Directions for this task
Would you restate, exactly as they appear, the lines from the one containing "outline tractor cab, every instance" through the end of the data below?
========================================================================
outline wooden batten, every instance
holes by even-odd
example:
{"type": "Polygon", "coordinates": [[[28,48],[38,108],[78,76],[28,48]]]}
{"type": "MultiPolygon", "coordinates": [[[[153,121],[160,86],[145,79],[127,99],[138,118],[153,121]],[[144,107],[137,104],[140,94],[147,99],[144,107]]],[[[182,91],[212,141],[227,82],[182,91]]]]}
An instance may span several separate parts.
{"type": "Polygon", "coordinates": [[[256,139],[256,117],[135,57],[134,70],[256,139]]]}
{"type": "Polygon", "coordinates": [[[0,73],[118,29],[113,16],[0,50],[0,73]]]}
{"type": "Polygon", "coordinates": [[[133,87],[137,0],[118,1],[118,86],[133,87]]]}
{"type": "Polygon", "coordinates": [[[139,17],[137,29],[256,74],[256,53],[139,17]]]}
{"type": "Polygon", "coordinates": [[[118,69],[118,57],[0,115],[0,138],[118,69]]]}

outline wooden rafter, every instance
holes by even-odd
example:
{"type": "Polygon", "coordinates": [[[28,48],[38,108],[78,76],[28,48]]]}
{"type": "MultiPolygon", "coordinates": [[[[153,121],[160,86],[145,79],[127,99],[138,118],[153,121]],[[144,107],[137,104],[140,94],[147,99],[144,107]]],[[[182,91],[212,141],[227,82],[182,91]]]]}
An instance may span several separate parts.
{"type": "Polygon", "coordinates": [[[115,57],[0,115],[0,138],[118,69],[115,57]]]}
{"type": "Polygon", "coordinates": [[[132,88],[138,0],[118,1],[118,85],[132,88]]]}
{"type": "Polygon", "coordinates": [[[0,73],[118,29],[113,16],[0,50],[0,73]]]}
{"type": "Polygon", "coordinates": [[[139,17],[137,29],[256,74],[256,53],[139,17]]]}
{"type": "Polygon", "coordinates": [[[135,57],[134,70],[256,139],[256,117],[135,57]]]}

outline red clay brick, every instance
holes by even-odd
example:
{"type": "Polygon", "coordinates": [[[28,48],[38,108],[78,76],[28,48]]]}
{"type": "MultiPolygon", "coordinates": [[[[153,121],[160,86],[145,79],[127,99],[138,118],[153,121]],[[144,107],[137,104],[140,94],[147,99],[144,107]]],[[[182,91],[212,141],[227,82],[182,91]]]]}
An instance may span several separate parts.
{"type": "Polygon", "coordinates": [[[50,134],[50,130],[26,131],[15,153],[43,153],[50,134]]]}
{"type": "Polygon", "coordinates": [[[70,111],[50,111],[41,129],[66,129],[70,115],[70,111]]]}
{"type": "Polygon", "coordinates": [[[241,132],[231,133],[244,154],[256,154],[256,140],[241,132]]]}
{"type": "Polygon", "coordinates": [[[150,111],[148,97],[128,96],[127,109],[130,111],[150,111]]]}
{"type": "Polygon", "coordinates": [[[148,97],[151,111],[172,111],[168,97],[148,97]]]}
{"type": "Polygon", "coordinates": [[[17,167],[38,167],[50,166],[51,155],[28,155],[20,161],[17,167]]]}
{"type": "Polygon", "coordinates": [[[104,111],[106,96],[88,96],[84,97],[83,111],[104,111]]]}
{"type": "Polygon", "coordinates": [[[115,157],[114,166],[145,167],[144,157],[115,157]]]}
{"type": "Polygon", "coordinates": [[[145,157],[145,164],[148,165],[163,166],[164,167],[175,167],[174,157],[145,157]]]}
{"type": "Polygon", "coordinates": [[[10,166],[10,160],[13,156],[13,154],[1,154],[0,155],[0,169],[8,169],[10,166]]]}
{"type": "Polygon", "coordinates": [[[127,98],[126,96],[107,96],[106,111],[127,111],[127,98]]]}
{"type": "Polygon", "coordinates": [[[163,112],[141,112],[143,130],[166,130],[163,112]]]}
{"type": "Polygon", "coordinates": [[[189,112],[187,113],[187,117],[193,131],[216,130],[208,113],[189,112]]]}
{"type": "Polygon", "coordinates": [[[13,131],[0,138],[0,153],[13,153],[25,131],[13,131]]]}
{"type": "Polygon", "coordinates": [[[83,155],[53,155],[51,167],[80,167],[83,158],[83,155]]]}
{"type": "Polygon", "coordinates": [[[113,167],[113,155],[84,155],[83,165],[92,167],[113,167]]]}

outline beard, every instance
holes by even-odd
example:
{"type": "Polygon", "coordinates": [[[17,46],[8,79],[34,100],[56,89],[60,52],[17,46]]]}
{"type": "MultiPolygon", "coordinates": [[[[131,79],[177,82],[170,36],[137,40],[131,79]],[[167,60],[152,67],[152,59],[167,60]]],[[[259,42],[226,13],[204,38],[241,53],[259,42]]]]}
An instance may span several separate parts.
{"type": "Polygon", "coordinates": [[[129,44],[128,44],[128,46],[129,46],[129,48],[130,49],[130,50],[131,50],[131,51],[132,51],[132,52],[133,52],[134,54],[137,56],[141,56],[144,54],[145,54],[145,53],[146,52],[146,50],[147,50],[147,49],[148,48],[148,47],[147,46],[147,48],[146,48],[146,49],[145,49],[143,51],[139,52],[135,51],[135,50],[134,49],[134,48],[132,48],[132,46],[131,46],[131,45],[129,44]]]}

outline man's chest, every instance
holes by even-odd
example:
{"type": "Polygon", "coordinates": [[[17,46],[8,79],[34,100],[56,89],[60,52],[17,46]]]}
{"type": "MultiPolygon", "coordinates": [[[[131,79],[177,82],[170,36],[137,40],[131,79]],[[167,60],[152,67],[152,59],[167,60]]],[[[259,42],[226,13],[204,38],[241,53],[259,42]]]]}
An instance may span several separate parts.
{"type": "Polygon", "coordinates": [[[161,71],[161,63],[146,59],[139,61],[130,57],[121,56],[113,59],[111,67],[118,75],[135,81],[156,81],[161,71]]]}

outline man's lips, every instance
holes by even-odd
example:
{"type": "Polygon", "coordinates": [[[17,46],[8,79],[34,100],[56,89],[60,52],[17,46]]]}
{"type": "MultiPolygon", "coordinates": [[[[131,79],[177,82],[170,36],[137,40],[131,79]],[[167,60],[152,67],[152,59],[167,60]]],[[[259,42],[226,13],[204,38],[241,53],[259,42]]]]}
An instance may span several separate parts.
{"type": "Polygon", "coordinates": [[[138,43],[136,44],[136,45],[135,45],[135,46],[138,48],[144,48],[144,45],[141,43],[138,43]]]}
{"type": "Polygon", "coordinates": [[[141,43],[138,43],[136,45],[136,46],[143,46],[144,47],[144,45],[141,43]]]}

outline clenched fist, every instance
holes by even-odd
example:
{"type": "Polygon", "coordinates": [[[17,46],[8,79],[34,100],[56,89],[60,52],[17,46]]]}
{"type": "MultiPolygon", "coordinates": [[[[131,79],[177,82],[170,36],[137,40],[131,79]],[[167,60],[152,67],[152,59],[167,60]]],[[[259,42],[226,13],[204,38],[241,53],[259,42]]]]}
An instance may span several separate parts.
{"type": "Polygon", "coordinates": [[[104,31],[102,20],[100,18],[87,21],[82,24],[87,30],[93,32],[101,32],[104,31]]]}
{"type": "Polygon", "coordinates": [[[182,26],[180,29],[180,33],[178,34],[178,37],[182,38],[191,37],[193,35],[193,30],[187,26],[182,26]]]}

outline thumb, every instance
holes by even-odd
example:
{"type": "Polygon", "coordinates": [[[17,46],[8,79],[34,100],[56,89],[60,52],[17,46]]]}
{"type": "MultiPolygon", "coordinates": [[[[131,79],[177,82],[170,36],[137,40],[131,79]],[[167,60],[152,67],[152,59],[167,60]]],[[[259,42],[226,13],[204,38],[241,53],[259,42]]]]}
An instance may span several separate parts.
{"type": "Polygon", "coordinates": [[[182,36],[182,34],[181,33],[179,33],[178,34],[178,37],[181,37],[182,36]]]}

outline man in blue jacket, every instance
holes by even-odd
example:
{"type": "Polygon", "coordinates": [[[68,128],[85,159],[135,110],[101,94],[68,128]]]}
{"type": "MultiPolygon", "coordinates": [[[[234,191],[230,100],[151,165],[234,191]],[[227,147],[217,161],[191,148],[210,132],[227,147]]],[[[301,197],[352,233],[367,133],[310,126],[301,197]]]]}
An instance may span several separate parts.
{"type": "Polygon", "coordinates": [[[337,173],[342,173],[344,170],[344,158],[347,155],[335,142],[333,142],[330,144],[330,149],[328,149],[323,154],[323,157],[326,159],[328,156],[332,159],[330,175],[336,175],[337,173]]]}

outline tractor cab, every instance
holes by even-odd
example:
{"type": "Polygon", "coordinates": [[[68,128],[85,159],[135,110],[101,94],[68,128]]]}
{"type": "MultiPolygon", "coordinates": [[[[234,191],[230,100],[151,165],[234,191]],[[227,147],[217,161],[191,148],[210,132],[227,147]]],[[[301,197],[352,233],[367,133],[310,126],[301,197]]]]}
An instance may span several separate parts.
========================================================================
Task solution
outline tractor cab, every instance
holes by even-odd
example:
{"type": "Polygon", "coordinates": [[[68,128],[85,159],[135,110],[101,94],[68,128]]]}
{"type": "MultiPolygon", "coordinates": [[[[234,191],[230,100],[151,165],[234,191]],[[227,147],[217,161],[191,148],[210,132],[227,147]]],[[[301,197],[352,233],[367,133],[310,126],[301,197]]]]}
An instance may span several separate parts.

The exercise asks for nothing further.